(Text excerpt)

■ ■ ■

You could say that the computer was invented twice – once by Babbage and once by Alan Turing. While Babbage’s machine was supposed to be a practical thing, Turing’s was just a machine of the mind. It was invented not to compute tables of numbers but to solve problems in logic and to probe the limits of computation and human thought. ...


In Grammar and Torture we look at every computer science student’s nightmare – formal grammar and meet the idea of a hierarchy of machines, ranging from the simple finite state machine to the Turing machine, which corresponds to different complexities of language, computer or human. This is interesting but it also raises the question of what a Turing machine is and why did anyone every bother to think up such an idea? While a Turing machine does have connections with grammar and languages it is so much more. But to start at the beginning…

Tapes and Turing machines

In a nutshell a Turing machine is a finite state machine with the ability to read and write data to a tape. Although we have looked at finite state machines before, a quick reminder is in order. Essentially a finite state machine consists of a number of states – finite naturally! When a symbol, a character from some alphabet say, is input to the machine it changes state in such a way that the next state depends only on the current state and the input symbol.

You can represent a finite state machine in a form that makes it easier to understand and think about. All you have to do is draw a circle for every state and arrows that show which state follows for each input symbol. For example, the finite state machine in the diagram has three states. If the machine is in state 1 then an A moves it to state 2 and a B moves it to state 3.

A three-state finite state machine

A Turing machine is a finite state machine that has an unlimited supply of paper tape that it can write on and read back. There are many formulations of a Turing machine, but essentially the machine reads a symbol from the tape, which is used as an input to the finite state machine. This takes the input symbol and according to it and the current state that it does three things:

1) it prints something on the tape
2) moves the tape right or left by one cell
3) changes to a new state

Halting

A Turing machine can also perform a special action – it can stop or halt – and surprisingly it is this behaviour that attracts a great deal of attention. For example, a Turing machine is said to recognise a sequence of symbols written on the tape if it is started on the tape and halts in a special state called a final state. What is interesting about this idea is that there are sequences that a Turing machine can recognise that a finite state machine can’t. For example, a finite state machine can recognise a sequence that has three As followed by three Bs e.g. AAABBB and so can a Turing machine. But only a Turning machine can recognise a sequence that has an arbitrary number of As followed by the same number of Bs. This at first seems very odd but a little thought reveals it to be quite reasonable, obvious even! To discover if the number of Bs is the same as the number of As you have to do something that is equivalent to counting them, or at least matching them up, and given there can be arbitrarily many As before you ever see a B you need unlimited storage to count or match them up. The finite state machine doesn’t have unlimited storage but the Turing machine does in the form of its tape!

■ ■ ■

(Dataset rows)

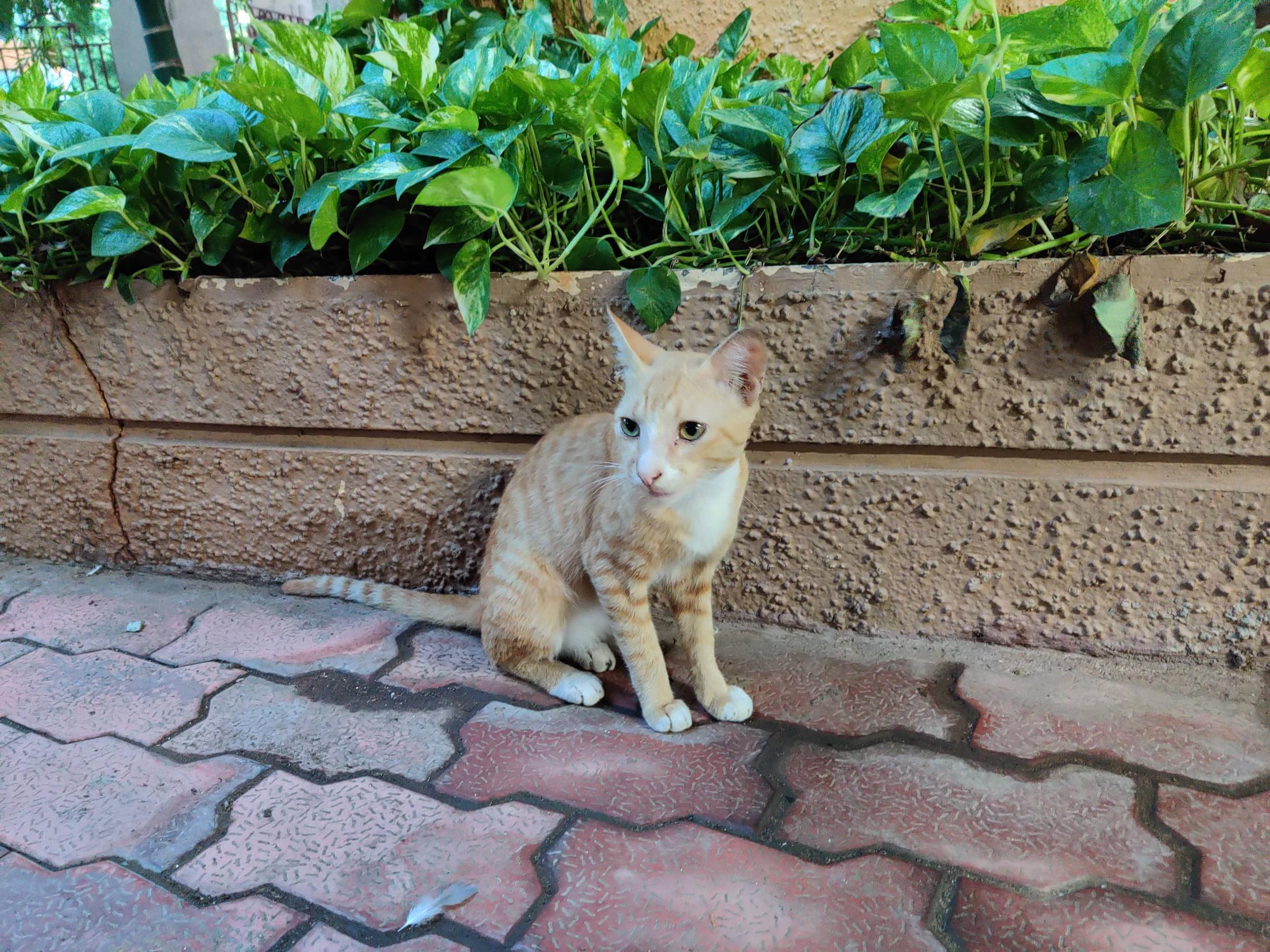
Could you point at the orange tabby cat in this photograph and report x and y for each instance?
(602, 508)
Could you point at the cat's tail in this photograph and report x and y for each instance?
(450, 611)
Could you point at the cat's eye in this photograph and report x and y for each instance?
(691, 430)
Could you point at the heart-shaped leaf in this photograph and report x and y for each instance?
(656, 295)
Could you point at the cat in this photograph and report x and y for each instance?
(604, 507)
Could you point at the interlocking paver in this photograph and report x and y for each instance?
(689, 889)
(1235, 838)
(104, 908)
(442, 658)
(257, 715)
(78, 697)
(1072, 826)
(612, 764)
(70, 803)
(85, 613)
(327, 940)
(1051, 714)
(290, 636)
(989, 919)
(830, 695)
(367, 851)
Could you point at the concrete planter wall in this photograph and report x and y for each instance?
(1045, 493)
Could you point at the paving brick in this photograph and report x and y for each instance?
(78, 697)
(104, 908)
(369, 851)
(290, 636)
(830, 695)
(78, 612)
(612, 764)
(261, 716)
(989, 919)
(1051, 714)
(689, 889)
(441, 658)
(70, 803)
(10, 650)
(327, 940)
(1074, 826)
(1235, 838)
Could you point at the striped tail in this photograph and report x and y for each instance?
(451, 611)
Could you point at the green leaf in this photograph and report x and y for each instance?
(901, 201)
(454, 225)
(92, 148)
(1144, 186)
(470, 276)
(839, 134)
(1115, 305)
(285, 246)
(318, 54)
(192, 136)
(1085, 79)
(484, 187)
(1197, 55)
(920, 55)
(734, 36)
(326, 221)
(854, 64)
(97, 108)
(656, 295)
(624, 155)
(87, 202)
(983, 237)
(372, 237)
(113, 237)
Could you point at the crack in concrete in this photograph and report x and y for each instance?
(111, 486)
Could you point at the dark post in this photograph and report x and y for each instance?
(160, 41)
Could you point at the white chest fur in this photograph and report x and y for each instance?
(710, 511)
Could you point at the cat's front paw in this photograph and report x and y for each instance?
(672, 719)
(733, 706)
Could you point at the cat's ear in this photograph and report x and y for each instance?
(634, 352)
(739, 362)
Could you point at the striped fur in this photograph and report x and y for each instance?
(595, 518)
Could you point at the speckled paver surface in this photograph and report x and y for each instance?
(258, 773)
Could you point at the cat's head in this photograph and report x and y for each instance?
(683, 415)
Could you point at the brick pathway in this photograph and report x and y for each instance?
(256, 773)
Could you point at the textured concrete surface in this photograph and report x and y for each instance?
(1044, 493)
(313, 809)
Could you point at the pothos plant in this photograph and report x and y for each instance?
(466, 141)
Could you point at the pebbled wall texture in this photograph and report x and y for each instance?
(1043, 493)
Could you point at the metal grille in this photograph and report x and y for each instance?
(72, 60)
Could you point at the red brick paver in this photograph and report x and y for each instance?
(257, 715)
(104, 908)
(1048, 714)
(835, 696)
(1235, 838)
(442, 658)
(1074, 826)
(290, 636)
(617, 766)
(327, 940)
(688, 889)
(70, 803)
(78, 697)
(87, 613)
(989, 919)
(369, 851)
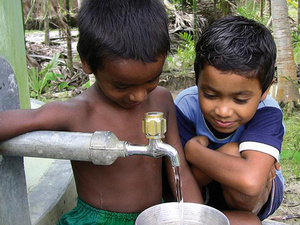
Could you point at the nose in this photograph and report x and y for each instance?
(138, 94)
(223, 109)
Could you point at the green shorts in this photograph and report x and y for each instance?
(84, 214)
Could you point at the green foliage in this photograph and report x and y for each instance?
(40, 81)
(184, 57)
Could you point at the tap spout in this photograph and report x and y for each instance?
(156, 148)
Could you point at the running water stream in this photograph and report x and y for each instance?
(179, 197)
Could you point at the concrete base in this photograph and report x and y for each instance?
(54, 195)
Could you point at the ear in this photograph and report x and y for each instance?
(85, 66)
(264, 95)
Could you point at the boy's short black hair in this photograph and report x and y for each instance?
(240, 45)
(129, 29)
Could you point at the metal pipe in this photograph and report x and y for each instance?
(101, 147)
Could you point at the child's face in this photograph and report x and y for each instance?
(228, 100)
(128, 82)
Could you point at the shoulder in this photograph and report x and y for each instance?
(62, 115)
(268, 102)
(188, 94)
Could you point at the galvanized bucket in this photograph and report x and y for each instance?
(193, 214)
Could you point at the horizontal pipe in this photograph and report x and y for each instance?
(49, 144)
(101, 147)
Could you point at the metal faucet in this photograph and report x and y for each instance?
(154, 126)
(101, 147)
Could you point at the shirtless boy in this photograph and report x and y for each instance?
(124, 44)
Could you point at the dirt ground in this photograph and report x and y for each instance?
(288, 212)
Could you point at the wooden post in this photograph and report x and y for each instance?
(14, 208)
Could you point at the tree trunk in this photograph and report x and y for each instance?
(46, 22)
(298, 18)
(69, 38)
(286, 67)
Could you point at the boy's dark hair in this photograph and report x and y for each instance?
(129, 29)
(239, 45)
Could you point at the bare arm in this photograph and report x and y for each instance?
(247, 173)
(191, 191)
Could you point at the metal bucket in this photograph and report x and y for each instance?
(193, 214)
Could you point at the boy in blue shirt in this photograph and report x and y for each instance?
(230, 112)
(124, 44)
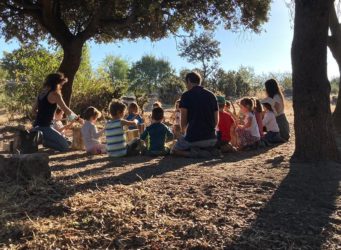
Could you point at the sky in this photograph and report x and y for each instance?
(266, 52)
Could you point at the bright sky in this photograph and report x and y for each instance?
(266, 52)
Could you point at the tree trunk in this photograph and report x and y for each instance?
(70, 65)
(315, 139)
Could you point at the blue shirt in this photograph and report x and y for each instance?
(155, 136)
(132, 117)
(116, 140)
(201, 105)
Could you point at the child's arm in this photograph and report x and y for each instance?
(129, 123)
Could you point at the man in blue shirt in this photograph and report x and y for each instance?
(199, 119)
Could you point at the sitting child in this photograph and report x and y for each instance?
(176, 117)
(115, 135)
(225, 127)
(248, 134)
(133, 114)
(269, 121)
(156, 135)
(58, 124)
(90, 133)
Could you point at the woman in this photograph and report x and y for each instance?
(45, 107)
(273, 91)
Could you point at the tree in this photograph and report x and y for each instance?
(202, 49)
(334, 44)
(149, 74)
(311, 89)
(72, 23)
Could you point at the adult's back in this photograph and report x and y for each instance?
(201, 106)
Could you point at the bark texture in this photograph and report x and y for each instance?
(315, 140)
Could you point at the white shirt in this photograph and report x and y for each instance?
(277, 99)
(254, 130)
(269, 121)
(90, 135)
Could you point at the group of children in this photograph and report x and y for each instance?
(234, 132)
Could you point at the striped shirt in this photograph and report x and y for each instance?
(116, 139)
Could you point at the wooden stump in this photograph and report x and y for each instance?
(132, 134)
(77, 140)
(26, 166)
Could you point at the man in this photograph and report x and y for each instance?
(199, 119)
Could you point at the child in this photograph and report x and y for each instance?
(248, 134)
(116, 139)
(58, 124)
(269, 121)
(258, 111)
(225, 127)
(156, 135)
(176, 120)
(90, 133)
(157, 105)
(133, 114)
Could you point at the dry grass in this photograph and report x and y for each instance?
(247, 200)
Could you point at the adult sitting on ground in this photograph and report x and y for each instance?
(45, 107)
(199, 119)
(274, 92)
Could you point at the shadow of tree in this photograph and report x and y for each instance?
(298, 214)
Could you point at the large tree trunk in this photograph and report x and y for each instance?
(70, 64)
(311, 89)
(334, 44)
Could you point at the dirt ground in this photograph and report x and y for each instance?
(247, 200)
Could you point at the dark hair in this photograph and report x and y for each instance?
(91, 112)
(193, 77)
(272, 88)
(157, 104)
(248, 103)
(116, 107)
(58, 111)
(134, 106)
(52, 80)
(258, 106)
(157, 114)
(268, 106)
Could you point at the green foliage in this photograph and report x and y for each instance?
(171, 90)
(203, 50)
(149, 74)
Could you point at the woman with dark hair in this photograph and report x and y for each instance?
(274, 92)
(46, 104)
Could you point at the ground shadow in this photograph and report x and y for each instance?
(298, 214)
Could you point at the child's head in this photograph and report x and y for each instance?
(157, 114)
(133, 108)
(117, 108)
(157, 105)
(221, 102)
(58, 115)
(177, 104)
(92, 114)
(258, 106)
(246, 105)
(267, 107)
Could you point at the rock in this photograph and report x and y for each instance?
(25, 166)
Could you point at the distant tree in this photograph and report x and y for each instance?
(149, 74)
(72, 23)
(204, 50)
(314, 135)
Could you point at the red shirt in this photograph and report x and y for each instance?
(225, 123)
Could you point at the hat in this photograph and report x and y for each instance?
(269, 101)
(221, 99)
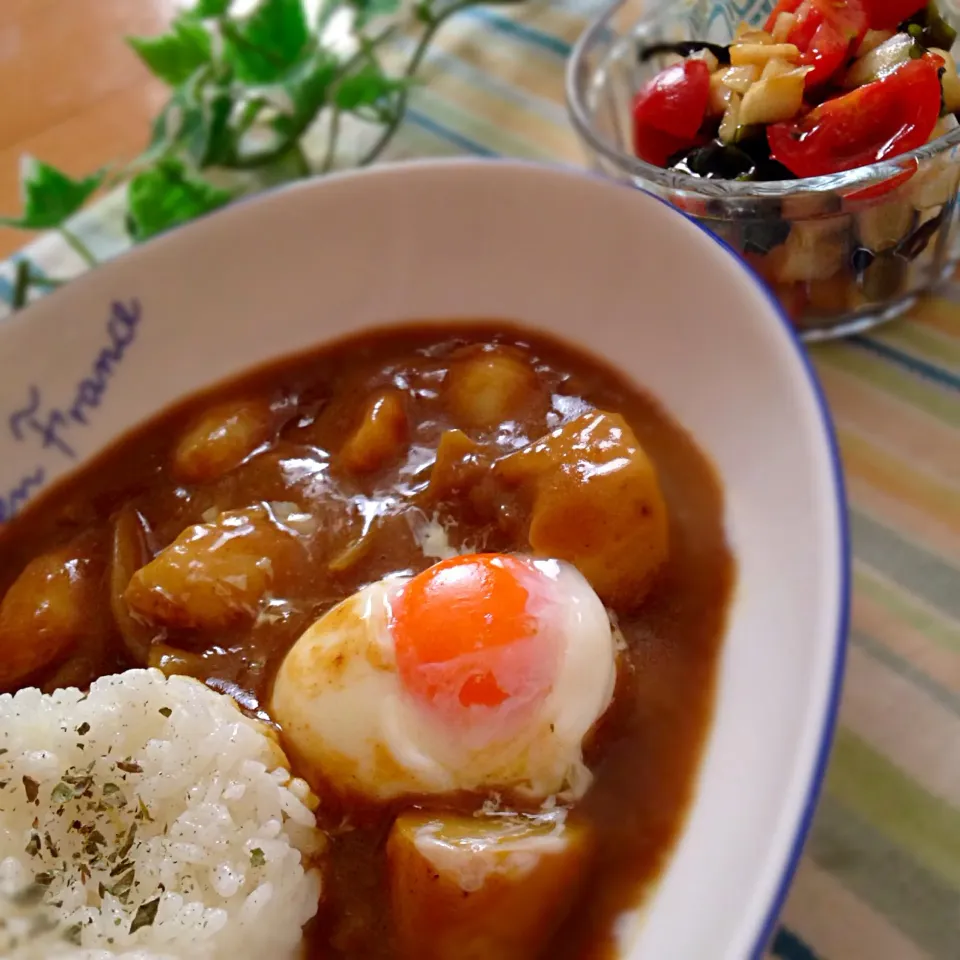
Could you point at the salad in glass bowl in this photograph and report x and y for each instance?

■ ■ ■

(Requirement) Extend the Turing machine text, starting right after its last sentence. The material plays no part in this exercise.

(The answer)
At this point we could fall to arguing the impossibility of the Turing machine because its tape can’t be infinitely long. The machine doesn’t, in fact,  need an infinite tape, just one that isn’t limited in length. Imagine if you will that Turing machines are produced with a very long but finite tape and if the machine ever runs out of space you can just order some more tape. This is the subtle difference between the tape actually being infinitely long or just unlimited…

We could also start arguing that the Turing machine is not really of any importance because it is a very feeble machine but there are two reasons for not dismissing it. The first is that Alan Turing thought up the machine as a model for computation. He reasoned that any computation that could be performed by a human involved writing down intermediate results, reading them back and carrying out actions that depend only on what has been read and the current state of things. That is, the Turing machine is the simplest implementation of “computing” and informally we say that if something can be computed then it can be done using a Turing machine. It might take a little longer to work out an answer with a Turing machine than the latest Pentium based PC but that’s not the point. If it can be computed we accept the premise that it can be computed by a Turing machine even if we have to wait a while for it to finish.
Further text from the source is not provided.